**EXERCISE REQUIREMENTS**
Among the records below, find each line bearing the word "Sample" and copy it.

**DATA SHOWN**
[Start of Attachment]
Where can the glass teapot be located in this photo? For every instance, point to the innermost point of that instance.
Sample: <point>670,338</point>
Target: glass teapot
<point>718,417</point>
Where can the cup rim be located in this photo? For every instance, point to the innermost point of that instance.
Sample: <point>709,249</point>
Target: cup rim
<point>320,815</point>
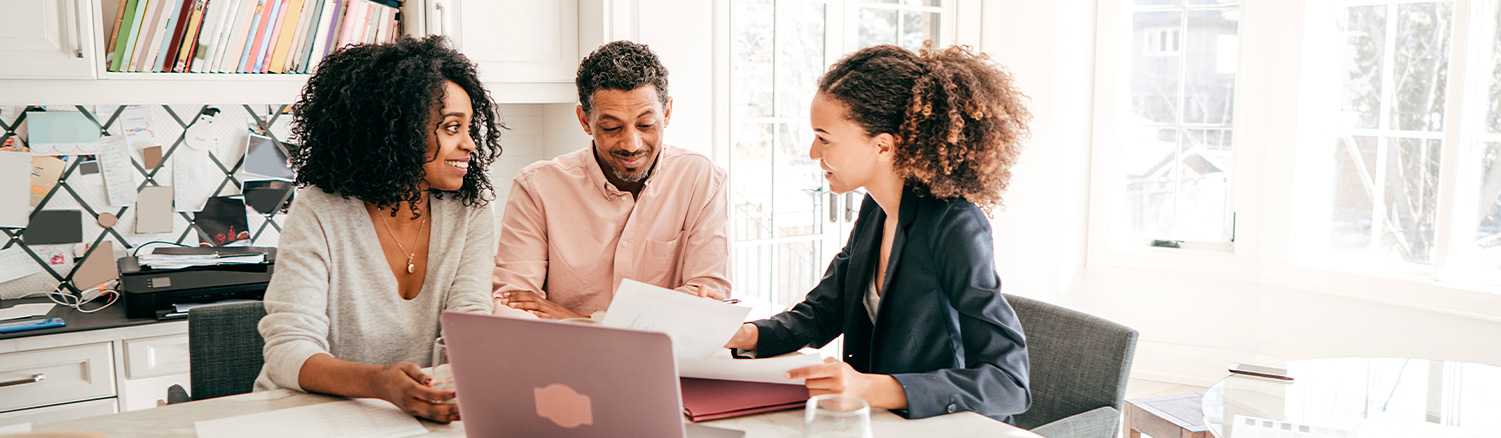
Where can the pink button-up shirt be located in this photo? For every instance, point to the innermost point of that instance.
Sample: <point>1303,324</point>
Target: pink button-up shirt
<point>571,236</point>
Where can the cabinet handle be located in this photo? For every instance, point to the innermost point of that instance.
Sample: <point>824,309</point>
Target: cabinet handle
<point>26,380</point>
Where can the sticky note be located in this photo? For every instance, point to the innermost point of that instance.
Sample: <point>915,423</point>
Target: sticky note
<point>54,227</point>
<point>45,170</point>
<point>152,156</point>
<point>62,132</point>
<point>15,182</point>
<point>153,210</point>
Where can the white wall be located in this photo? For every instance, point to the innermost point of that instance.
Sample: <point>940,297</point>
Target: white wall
<point>1192,324</point>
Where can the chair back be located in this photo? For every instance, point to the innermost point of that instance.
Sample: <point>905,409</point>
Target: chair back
<point>1079,362</point>
<point>224,345</point>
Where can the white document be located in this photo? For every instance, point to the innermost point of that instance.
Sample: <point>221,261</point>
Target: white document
<point>114,165</point>
<point>769,369</point>
<point>362,417</point>
<point>698,326</point>
<point>26,311</point>
<point>192,179</point>
<point>15,188</point>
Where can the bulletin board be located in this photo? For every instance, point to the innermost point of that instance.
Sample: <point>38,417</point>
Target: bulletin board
[End of Attachment]
**TASK RESULT**
Sample: <point>670,338</point>
Sample: <point>709,249</point>
Sample: <point>1303,324</point>
Sample: <point>824,309</point>
Sample: <point>915,423</point>
Sample: <point>940,297</point>
Sample: <point>905,409</point>
Sample: <point>221,261</point>
Sample: <point>38,417</point>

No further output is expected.